## YOUR TASK
Print, please, the line that contains "Where can the paved" and each line after it to the end of the entries, unchanged and with nothing else.
** start LISTED ENTRIES **
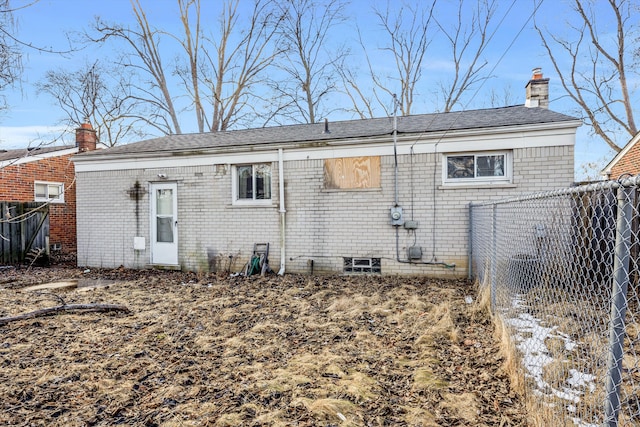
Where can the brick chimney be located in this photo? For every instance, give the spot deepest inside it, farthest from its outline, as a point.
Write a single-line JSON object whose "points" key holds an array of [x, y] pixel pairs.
{"points": [[86, 138], [537, 90]]}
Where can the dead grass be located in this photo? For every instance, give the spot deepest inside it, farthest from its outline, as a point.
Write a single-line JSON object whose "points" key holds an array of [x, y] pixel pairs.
{"points": [[276, 351]]}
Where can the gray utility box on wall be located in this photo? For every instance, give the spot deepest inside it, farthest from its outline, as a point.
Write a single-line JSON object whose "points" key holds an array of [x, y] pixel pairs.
{"points": [[414, 252]]}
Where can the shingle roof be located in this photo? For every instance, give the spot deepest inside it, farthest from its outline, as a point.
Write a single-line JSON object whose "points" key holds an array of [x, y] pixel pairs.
{"points": [[423, 123], [19, 153]]}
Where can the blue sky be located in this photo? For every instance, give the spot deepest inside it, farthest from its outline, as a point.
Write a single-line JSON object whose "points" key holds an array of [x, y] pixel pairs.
{"points": [[32, 118]]}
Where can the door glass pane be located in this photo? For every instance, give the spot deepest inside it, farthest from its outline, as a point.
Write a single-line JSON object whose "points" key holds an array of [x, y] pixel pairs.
{"points": [[263, 182], [164, 202], [460, 167], [245, 182], [164, 230]]}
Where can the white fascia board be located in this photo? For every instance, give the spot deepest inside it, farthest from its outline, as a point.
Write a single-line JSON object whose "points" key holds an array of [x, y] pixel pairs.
{"points": [[34, 157], [505, 138], [607, 169]]}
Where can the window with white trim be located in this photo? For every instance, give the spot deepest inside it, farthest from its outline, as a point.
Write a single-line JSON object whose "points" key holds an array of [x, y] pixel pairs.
{"points": [[48, 192], [477, 167], [252, 184]]}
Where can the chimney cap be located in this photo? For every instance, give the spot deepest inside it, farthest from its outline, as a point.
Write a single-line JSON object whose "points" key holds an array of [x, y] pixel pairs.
{"points": [[536, 73]]}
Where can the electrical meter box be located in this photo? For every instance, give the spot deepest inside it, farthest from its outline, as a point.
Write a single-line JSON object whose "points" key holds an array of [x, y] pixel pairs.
{"points": [[396, 216]]}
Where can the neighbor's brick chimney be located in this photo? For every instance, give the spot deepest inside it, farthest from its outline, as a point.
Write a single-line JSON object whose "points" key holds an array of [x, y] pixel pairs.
{"points": [[537, 90], [86, 138]]}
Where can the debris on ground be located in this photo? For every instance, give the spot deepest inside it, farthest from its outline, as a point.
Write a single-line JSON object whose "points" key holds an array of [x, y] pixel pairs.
{"points": [[293, 350]]}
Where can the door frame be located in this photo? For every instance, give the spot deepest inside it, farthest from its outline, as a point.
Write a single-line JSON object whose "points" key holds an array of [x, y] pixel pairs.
{"points": [[163, 253]]}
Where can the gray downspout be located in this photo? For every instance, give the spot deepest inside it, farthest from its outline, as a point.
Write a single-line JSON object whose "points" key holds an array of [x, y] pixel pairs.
{"points": [[282, 210]]}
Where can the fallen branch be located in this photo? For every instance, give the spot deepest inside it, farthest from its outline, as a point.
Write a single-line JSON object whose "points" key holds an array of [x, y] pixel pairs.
{"points": [[89, 308]]}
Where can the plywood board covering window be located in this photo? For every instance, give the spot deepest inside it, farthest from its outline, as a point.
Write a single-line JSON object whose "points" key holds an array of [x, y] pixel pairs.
{"points": [[352, 172]]}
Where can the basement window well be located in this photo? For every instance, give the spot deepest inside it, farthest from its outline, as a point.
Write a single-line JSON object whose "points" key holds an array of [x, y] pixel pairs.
{"points": [[362, 265]]}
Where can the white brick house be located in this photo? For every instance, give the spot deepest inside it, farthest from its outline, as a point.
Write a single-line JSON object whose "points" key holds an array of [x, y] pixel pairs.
{"points": [[321, 194]]}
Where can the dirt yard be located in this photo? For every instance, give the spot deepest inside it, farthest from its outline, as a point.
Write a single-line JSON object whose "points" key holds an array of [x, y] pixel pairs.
{"points": [[258, 351]]}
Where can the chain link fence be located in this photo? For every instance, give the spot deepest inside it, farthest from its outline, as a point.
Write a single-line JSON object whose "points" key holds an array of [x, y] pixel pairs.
{"points": [[563, 271]]}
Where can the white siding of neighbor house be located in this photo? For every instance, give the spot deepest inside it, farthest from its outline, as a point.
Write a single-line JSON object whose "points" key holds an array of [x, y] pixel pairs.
{"points": [[321, 225]]}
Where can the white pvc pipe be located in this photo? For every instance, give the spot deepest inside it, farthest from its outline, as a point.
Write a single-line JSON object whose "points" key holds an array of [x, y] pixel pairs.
{"points": [[282, 210]]}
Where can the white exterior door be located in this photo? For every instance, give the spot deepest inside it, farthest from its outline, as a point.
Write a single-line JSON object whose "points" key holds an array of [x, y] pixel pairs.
{"points": [[164, 223]]}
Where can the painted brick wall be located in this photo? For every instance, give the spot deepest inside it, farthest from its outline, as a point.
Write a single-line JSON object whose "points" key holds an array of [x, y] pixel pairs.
{"points": [[17, 184], [321, 225]]}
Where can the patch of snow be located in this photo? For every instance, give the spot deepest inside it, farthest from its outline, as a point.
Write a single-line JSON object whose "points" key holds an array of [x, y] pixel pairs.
{"points": [[530, 337]]}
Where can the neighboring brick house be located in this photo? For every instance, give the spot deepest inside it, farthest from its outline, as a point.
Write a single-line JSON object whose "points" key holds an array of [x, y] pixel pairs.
{"points": [[47, 174], [381, 195], [627, 161]]}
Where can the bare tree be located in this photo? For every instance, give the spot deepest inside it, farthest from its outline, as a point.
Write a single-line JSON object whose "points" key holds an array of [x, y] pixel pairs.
{"points": [[99, 95], [145, 57], [594, 66], [309, 57], [467, 38], [408, 32], [216, 73], [10, 53], [235, 61]]}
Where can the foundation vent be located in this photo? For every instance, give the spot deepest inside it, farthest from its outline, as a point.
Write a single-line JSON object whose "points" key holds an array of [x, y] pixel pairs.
{"points": [[362, 265]]}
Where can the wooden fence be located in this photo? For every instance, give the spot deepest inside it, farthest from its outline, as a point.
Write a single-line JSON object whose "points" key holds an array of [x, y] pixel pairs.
{"points": [[24, 232]]}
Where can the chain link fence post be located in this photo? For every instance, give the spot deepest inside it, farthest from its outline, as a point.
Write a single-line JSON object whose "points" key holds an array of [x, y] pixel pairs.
{"points": [[618, 304]]}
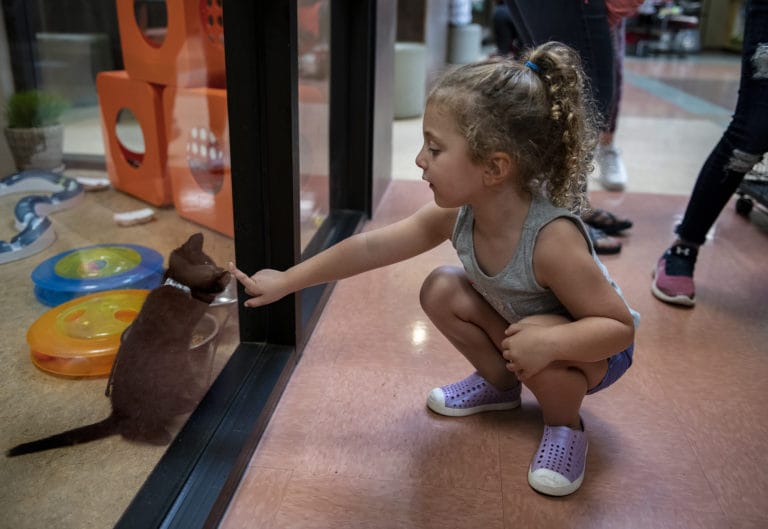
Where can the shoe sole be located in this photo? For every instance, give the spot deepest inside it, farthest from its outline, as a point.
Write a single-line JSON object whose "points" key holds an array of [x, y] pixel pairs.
{"points": [[555, 491], [438, 407], [681, 299]]}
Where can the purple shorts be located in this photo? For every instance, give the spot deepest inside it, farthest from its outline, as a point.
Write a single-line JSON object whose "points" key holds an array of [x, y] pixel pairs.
{"points": [[617, 365]]}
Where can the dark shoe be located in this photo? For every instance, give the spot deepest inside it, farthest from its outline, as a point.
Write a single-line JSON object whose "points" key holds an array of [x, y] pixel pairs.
{"points": [[673, 277], [602, 242], [606, 221]]}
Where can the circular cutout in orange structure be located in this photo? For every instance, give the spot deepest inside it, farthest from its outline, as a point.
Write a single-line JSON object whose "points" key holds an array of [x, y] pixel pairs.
{"points": [[80, 338]]}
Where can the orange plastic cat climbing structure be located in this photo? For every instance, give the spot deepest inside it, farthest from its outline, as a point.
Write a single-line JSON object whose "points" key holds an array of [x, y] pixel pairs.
{"points": [[141, 174], [188, 52]]}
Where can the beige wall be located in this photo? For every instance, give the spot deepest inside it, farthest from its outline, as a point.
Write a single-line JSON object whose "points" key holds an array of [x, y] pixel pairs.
{"points": [[6, 88]]}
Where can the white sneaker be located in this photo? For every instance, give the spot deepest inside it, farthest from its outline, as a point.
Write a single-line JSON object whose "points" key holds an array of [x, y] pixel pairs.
{"points": [[613, 174]]}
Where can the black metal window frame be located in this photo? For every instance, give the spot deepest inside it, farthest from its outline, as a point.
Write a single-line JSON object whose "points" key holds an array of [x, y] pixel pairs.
{"points": [[196, 478]]}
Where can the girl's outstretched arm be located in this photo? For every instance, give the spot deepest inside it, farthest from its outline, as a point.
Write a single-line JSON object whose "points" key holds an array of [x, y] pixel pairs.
{"points": [[404, 239]]}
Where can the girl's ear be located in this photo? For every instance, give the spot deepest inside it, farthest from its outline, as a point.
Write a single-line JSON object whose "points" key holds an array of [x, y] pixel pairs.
{"points": [[498, 168]]}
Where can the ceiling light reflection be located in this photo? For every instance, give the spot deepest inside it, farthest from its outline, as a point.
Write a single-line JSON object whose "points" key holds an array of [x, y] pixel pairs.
{"points": [[419, 333]]}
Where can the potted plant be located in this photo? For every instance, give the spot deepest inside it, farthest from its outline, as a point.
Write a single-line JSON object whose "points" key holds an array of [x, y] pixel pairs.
{"points": [[34, 131]]}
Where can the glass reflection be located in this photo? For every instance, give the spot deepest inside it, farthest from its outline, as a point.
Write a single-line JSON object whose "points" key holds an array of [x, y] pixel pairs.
{"points": [[314, 90]]}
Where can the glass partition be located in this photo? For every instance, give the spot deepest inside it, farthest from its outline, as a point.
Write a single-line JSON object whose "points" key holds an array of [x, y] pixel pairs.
{"points": [[314, 57], [145, 96]]}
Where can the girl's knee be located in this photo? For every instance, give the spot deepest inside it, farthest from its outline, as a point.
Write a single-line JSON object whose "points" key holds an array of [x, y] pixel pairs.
{"points": [[545, 320], [440, 286]]}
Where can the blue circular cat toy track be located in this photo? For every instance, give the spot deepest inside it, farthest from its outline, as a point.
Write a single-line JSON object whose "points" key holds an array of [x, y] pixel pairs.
{"points": [[31, 212]]}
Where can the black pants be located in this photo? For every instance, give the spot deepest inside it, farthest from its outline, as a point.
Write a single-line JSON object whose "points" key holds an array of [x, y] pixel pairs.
{"points": [[744, 141]]}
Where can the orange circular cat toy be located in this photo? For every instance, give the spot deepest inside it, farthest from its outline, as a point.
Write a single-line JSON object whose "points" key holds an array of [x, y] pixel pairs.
{"points": [[80, 338]]}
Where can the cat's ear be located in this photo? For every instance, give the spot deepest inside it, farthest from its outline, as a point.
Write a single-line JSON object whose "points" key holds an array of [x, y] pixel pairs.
{"points": [[195, 242]]}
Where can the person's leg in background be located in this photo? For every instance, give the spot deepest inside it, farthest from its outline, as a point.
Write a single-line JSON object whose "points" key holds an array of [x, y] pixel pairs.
{"points": [[613, 174], [740, 148], [584, 27], [504, 30]]}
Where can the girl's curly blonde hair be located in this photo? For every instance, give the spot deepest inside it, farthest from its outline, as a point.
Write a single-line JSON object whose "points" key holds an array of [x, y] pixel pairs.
{"points": [[537, 110]]}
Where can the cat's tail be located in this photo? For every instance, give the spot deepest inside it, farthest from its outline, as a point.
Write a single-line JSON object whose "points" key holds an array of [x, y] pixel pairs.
{"points": [[84, 434]]}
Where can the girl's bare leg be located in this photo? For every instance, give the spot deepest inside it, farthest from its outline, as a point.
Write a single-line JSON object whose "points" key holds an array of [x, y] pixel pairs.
{"points": [[469, 322], [560, 387]]}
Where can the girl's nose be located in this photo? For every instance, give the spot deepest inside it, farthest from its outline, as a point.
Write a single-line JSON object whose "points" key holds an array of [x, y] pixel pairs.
{"points": [[420, 159]]}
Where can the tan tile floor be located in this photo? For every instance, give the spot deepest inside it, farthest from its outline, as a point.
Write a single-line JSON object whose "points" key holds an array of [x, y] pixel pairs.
{"points": [[678, 443]]}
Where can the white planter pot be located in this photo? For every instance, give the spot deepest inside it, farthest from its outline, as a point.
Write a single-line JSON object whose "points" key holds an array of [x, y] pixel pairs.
{"points": [[37, 148]]}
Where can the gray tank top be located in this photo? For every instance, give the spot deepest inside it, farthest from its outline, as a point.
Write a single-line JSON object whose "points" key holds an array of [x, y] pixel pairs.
{"points": [[514, 292]]}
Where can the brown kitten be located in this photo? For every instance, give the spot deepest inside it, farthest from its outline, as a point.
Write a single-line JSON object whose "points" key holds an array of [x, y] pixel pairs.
{"points": [[154, 377]]}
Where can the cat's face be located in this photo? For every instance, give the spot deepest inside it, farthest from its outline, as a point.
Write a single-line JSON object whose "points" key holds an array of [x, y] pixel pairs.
{"points": [[190, 266]]}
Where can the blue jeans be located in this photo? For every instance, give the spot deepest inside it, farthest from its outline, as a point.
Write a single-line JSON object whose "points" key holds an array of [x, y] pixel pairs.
{"points": [[583, 25], [744, 141]]}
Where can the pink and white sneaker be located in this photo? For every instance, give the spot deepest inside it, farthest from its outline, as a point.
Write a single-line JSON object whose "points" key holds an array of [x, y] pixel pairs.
{"points": [[673, 276], [472, 395]]}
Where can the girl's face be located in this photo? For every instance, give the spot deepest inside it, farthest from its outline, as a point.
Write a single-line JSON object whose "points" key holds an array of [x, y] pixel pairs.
{"points": [[452, 175]]}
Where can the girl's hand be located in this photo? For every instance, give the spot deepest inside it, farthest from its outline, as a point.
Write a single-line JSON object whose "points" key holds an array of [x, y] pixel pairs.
{"points": [[525, 349], [266, 286]]}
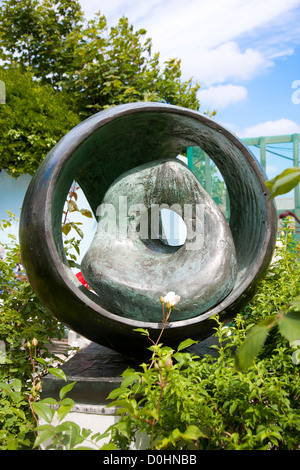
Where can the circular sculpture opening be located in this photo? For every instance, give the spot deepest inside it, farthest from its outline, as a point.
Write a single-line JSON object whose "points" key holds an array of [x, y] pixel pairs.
{"points": [[174, 230], [96, 154]]}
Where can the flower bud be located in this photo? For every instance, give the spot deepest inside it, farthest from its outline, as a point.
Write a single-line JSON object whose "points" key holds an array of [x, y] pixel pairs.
{"points": [[168, 364], [38, 386]]}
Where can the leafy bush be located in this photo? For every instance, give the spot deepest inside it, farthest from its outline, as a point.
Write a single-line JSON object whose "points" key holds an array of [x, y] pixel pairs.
{"points": [[179, 400], [183, 401], [22, 319]]}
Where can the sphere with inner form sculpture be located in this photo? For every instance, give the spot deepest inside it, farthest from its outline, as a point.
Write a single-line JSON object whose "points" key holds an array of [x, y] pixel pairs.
{"points": [[100, 154]]}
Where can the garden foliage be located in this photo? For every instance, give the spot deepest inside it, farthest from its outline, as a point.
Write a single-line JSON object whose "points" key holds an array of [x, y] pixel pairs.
{"points": [[177, 400]]}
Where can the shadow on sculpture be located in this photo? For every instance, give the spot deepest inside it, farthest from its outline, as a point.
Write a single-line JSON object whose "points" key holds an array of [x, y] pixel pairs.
{"points": [[124, 159]]}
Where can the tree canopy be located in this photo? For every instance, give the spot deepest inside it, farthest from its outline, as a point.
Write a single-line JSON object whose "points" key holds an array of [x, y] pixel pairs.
{"points": [[32, 120], [59, 68], [99, 66]]}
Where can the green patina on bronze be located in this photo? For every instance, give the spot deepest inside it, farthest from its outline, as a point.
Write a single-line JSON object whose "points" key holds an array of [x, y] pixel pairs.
{"points": [[95, 154], [130, 266]]}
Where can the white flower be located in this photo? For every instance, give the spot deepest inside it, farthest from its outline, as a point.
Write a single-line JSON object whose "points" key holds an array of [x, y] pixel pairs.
{"points": [[170, 299]]}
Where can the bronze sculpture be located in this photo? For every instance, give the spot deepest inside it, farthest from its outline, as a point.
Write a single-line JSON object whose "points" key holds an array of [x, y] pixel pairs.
{"points": [[96, 154]]}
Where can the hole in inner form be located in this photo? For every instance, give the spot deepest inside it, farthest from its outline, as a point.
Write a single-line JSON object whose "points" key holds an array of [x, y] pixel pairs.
{"points": [[173, 228]]}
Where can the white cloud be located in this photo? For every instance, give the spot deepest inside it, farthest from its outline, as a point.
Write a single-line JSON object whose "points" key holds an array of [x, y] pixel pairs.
{"points": [[226, 62], [279, 127], [221, 96], [206, 34]]}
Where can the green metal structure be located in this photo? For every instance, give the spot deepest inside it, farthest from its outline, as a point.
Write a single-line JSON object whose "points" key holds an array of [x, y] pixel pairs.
{"points": [[266, 147]]}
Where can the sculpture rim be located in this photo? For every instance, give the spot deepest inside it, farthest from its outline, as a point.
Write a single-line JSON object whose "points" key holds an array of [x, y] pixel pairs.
{"points": [[63, 152]]}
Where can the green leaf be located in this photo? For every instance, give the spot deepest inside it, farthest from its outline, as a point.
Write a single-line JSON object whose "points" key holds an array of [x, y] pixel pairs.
{"points": [[283, 183], [253, 343], [5, 387], [66, 228], [63, 411], [58, 373], [67, 388], [43, 436], [296, 302], [17, 385], [289, 326], [43, 411], [192, 433], [86, 213], [186, 344], [142, 331]]}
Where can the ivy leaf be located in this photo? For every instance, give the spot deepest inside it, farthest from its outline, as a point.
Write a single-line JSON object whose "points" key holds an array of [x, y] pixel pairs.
{"points": [[65, 390], [86, 213], [253, 343], [72, 206], [58, 373], [296, 302], [289, 326], [43, 436], [66, 228], [186, 344], [43, 411], [284, 182]]}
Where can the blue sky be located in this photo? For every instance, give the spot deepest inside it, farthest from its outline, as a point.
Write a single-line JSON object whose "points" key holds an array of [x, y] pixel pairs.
{"points": [[244, 53]]}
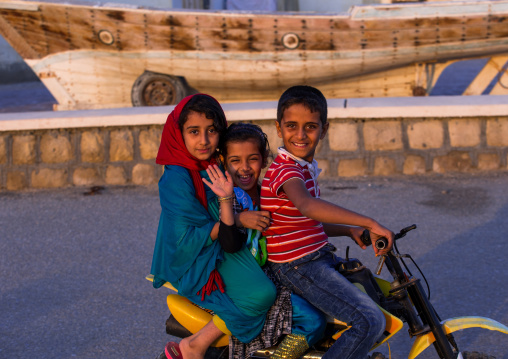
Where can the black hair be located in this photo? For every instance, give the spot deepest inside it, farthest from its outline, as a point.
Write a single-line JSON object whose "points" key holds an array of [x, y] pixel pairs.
{"points": [[241, 132], [308, 96], [208, 106]]}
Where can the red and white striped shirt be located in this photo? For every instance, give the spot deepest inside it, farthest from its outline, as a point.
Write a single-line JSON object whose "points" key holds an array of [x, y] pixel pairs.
{"points": [[291, 235]]}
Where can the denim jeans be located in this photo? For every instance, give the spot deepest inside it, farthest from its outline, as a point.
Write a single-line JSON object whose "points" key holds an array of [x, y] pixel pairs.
{"points": [[315, 278]]}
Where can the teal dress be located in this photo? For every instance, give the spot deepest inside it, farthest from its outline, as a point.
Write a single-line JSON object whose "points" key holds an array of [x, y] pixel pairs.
{"points": [[185, 255]]}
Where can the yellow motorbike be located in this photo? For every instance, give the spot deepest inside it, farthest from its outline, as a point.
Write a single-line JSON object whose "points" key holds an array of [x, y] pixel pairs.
{"points": [[401, 300]]}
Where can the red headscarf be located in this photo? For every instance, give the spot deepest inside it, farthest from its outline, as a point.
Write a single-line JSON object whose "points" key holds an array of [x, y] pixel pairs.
{"points": [[172, 150]]}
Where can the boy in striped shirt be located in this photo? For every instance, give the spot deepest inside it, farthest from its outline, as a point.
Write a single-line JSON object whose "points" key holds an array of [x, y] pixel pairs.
{"points": [[297, 239]]}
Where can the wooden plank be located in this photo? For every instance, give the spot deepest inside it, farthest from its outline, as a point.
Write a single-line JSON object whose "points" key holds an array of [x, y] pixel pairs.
{"points": [[486, 75], [17, 41]]}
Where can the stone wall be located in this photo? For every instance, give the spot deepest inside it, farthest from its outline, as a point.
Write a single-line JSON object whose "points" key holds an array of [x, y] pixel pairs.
{"points": [[118, 147]]}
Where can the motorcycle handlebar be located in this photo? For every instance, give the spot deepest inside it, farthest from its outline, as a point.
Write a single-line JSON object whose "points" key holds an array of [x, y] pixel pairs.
{"points": [[382, 243]]}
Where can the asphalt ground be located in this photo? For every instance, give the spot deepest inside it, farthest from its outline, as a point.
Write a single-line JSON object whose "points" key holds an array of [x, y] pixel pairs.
{"points": [[73, 264]]}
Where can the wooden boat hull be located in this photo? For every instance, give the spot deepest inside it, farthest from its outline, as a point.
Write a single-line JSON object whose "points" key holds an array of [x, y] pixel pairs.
{"points": [[90, 57]]}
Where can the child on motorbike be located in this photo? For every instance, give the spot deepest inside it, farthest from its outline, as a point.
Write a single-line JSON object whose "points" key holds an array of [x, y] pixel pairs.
{"points": [[188, 253], [245, 151], [297, 240]]}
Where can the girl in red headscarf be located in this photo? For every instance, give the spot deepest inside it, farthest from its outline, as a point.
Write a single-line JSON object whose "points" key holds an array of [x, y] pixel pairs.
{"points": [[188, 251]]}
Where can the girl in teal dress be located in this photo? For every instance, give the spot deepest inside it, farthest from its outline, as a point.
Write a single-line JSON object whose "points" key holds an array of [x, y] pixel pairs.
{"points": [[188, 253], [245, 151]]}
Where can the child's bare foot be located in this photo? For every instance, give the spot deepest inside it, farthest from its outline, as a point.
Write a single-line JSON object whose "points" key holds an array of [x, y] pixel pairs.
{"points": [[190, 350]]}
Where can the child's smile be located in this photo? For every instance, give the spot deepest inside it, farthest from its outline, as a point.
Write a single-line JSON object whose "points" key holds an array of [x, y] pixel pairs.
{"points": [[301, 130], [244, 163]]}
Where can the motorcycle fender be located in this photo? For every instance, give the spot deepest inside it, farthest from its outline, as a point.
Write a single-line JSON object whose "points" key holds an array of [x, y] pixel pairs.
{"points": [[452, 325], [194, 318]]}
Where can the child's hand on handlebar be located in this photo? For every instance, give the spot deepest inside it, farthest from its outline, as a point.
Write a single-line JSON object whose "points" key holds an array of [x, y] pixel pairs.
{"points": [[355, 234], [378, 231]]}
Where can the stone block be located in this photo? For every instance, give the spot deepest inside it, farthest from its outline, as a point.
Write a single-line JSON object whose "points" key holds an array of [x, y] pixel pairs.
{"points": [[92, 147], [426, 134], [143, 174], [464, 132], [453, 162], [352, 167], [121, 147], [497, 132], [384, 166], [86, 177], [414, 165], [488, 161], [343, 136], [55, 148], [382, 135], [149, 141], [3, 149], [116, 176], [16, 181], [23, 149], [49, 178]]}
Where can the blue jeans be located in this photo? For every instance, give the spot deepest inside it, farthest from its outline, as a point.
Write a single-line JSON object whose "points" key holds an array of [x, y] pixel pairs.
{"points": [[315, 278]]}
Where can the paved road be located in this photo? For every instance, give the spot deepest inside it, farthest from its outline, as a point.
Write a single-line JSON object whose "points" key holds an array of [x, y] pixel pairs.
{"points": [[73, 265]]}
** end LISTED ENTRIES **
## CORRECT OUTPUT
Where can the paved road be located in this photo? For every instance, give the spot deepest inside it, farthest from its outline, as a point.
Write a single-line JSON object whose "points" key holds an array of [x, y] pixel pairs.
{"points": [[73, 265]]}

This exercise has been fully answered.